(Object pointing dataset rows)

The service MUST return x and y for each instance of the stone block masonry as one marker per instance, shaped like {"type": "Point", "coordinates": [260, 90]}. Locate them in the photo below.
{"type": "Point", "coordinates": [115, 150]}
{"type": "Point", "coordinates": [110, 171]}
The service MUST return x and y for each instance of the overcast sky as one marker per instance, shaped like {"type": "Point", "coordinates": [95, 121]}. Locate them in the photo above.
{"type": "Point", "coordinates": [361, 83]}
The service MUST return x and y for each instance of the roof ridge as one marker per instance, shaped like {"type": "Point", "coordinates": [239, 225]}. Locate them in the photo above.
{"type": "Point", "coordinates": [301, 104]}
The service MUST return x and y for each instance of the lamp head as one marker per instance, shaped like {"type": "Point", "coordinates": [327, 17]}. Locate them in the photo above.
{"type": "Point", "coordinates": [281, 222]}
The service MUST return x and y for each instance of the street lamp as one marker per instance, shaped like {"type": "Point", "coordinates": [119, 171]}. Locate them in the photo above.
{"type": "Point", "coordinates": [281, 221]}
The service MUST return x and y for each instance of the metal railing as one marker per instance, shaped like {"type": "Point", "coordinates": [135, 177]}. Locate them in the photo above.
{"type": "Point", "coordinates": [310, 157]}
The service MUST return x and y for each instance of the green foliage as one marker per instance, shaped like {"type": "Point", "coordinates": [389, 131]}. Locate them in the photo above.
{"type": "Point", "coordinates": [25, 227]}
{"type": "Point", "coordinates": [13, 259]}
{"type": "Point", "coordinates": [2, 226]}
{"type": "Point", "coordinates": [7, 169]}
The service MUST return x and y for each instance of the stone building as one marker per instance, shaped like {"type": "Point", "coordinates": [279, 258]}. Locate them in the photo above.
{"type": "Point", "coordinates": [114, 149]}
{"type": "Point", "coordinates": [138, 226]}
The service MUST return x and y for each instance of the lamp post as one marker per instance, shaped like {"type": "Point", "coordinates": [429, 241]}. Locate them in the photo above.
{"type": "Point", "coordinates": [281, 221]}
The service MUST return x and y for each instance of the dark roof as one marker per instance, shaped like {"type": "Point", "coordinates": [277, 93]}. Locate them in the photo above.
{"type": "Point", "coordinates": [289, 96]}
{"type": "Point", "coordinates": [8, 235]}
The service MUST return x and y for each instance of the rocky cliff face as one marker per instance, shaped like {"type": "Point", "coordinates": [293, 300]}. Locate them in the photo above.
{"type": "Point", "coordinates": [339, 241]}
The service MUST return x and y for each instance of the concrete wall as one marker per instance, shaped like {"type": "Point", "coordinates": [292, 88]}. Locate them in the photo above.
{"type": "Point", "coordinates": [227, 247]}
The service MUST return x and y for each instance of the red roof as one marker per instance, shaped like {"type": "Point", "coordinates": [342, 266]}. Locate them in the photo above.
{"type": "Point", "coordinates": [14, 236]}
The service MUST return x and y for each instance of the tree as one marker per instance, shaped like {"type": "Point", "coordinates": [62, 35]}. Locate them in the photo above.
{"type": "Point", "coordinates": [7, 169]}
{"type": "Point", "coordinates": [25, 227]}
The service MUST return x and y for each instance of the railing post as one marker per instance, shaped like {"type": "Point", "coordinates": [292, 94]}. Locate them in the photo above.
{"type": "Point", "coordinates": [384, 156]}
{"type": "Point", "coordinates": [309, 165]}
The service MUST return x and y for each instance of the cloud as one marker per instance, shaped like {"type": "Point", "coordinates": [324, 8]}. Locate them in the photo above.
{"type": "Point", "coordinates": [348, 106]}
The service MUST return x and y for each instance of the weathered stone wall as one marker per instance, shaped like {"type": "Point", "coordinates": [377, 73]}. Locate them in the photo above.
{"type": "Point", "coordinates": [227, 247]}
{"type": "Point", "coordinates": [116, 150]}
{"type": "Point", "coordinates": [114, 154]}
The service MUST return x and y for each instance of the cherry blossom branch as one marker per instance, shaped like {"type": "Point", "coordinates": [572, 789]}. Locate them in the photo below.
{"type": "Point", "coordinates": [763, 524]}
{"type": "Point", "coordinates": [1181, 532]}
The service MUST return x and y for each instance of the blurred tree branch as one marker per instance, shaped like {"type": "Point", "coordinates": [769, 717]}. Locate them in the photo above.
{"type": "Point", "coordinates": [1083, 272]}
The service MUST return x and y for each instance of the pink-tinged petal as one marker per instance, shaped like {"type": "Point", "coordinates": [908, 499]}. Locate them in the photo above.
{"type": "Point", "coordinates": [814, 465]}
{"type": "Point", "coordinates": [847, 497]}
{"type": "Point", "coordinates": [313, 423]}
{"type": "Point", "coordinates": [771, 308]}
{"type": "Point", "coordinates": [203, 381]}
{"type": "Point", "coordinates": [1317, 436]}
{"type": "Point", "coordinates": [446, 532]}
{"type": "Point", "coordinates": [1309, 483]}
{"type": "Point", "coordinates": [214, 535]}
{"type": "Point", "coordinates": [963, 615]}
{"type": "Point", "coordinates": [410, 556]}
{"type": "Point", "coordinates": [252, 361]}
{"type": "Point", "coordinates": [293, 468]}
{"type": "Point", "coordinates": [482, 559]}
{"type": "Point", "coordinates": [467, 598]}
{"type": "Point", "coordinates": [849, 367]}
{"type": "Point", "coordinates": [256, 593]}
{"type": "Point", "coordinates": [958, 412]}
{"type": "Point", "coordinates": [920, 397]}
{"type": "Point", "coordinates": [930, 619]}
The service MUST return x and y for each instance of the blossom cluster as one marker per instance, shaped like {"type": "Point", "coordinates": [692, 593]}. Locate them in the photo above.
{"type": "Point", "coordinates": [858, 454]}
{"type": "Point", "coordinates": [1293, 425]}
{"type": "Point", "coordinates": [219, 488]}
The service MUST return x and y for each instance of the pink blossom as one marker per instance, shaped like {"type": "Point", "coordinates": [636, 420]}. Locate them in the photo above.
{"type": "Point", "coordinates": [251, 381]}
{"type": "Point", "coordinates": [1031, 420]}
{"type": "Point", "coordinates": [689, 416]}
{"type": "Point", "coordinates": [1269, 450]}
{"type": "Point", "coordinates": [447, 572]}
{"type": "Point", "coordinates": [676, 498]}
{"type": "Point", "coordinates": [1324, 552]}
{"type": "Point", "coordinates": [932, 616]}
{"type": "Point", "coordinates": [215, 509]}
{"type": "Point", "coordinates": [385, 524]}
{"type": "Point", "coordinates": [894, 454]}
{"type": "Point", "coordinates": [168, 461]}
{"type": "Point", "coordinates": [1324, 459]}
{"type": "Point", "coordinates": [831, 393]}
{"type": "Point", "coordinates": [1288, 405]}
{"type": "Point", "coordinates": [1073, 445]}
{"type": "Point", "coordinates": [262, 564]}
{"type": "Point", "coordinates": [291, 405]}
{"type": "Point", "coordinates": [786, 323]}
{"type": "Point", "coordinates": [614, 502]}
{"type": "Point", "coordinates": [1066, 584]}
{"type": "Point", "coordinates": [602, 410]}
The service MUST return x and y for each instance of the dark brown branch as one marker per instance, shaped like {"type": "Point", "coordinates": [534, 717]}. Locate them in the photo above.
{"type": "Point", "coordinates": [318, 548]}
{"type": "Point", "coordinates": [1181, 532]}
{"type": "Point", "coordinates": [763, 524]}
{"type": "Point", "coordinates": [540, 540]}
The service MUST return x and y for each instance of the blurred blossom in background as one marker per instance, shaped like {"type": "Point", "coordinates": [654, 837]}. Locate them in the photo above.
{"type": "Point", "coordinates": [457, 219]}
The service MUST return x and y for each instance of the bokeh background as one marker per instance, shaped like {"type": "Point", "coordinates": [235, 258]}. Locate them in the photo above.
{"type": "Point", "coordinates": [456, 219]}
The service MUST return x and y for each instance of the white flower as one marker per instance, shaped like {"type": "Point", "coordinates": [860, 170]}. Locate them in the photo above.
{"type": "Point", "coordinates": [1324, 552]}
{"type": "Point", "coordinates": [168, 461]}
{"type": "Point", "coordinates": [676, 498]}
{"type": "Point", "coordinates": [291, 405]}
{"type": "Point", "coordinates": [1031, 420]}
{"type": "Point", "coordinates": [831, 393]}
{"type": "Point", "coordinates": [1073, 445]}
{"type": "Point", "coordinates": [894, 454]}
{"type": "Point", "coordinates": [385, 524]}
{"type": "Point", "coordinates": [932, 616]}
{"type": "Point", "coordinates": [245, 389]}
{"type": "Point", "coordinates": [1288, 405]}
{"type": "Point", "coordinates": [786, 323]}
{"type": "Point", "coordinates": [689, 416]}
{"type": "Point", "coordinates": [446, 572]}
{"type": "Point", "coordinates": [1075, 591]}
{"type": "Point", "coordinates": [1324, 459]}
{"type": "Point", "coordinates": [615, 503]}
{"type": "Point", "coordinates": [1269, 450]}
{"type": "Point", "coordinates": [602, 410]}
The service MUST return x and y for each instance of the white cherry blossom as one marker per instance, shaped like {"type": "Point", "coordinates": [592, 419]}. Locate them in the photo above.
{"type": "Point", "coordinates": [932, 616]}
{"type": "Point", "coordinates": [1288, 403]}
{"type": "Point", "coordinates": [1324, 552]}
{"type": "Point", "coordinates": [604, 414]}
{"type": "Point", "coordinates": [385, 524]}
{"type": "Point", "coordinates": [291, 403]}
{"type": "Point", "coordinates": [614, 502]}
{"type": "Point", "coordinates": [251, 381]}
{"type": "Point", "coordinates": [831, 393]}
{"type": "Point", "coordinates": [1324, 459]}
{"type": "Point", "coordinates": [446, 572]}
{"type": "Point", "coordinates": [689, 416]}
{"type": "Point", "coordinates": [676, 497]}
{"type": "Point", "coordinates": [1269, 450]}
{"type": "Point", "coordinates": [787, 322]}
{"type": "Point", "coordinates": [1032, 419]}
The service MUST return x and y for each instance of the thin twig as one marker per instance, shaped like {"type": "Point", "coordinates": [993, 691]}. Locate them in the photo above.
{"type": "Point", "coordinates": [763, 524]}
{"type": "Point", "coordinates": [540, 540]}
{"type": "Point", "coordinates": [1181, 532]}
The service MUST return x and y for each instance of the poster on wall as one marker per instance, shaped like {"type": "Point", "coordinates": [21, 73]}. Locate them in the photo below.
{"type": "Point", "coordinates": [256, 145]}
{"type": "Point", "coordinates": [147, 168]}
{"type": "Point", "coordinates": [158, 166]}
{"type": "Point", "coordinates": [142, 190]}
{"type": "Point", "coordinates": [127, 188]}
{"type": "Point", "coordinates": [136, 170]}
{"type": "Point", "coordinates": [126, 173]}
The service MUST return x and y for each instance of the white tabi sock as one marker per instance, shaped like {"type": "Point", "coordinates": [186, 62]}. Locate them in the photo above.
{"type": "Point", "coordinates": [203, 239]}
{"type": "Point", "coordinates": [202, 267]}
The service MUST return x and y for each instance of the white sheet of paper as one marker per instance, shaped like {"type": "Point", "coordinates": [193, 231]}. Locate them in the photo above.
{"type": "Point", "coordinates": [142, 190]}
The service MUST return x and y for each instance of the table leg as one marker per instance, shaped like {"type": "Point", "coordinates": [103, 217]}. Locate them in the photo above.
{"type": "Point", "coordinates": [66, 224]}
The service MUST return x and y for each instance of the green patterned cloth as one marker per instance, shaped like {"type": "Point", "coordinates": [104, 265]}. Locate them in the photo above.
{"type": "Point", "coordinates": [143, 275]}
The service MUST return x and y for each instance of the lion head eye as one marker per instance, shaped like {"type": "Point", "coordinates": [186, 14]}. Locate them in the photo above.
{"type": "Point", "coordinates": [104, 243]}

WHAT YOU WILL DO -> Give back, unchanged, every line from the one with "of the thin" to the end of the entries above.

EXERCISE RESULT ->
The service MUST return x and y for each instance of the thin twig as one marker per instance, shaped like {"type": "Point", "coordinates": [993, 691]}. Locate them in the photo above.
{"type": "Point", "coordinates": [763, 524]}
{"type": "Point", "coordinates": [540, 540]}
{"type": "Point", "coordinates": [1181, 532]}
The service MUST return x and y for each instance of the poster on wall as one marker per instance, shaped like {"type": "Point", "coordinates": [21, 73]}. Locate them in the photo below.
{"type": "Point", "coordinates": [256, 145]}
{"type": "Point", "coordinates": [147, 168]}
{"type": "Point", "coordinates": [158, 166]}
{"type": "Point", "coordinates": [142, 190]}
{"type": "Point", "coordinates": [127, 188]}
{"type": "Point", "coordinates": [136, 170]}
{"type": "Point", "coordinates": [126, 173]}
The service MUST return x and y for each instance of the white tabi sock as one marker per instance, shaped like {"type": "Point", "coordinates": [186, 62]}. Locate them in the photo above.
{"type": "Point", "coordinates": [203, 239]}
{"type": "Point", "coordinates": [202, 267]}
The service MUST return x and y for each instance of the white sheet of paper as one marker per instance, shaped like {"type": "Point", "coordinates": [193, 231]}. Locate them in the photo above.
{"type": "Point", "coordinates": [142, 190]}
The service MUST return x and y for each instance of the table leg as one marker per instance, shaped like {"type": "Point", "coordinates": [103, 217]}. Locate them in the photo above.
{"type": "Point", "coordinates": [66, 224]}
The service MUST return x and y for each instance of the green patterned cloth as one marker per instance, shaped like {"type": "Point", "coordinates": [104, 265]}. Locate them in the photo above.
{"type": "Point", "coordinates": [143, 275]}
The service MUST return x and y for each instance of the lion head eye as one marker per instance, shaped like {"type": "Point", "coordinates": [186, 14]}. Locate them in the photo above.
{"type": "Point", "coordinates": [104, 243]}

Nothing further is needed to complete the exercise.